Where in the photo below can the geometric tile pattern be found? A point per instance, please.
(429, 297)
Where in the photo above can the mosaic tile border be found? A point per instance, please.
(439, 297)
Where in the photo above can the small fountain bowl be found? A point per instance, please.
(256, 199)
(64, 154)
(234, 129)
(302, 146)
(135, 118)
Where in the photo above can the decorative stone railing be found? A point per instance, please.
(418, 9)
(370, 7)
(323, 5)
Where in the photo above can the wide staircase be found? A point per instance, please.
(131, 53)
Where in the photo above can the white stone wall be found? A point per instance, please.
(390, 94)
= = = = = = =
Task objective: Only the lines from the one that contains "Where in the photo above can the white" to the end of the data should be output, exactly as they appear.

Solution to this exercise:
Where in the photo above can the white stone wall be found? A point per instance, please.
(390, 94)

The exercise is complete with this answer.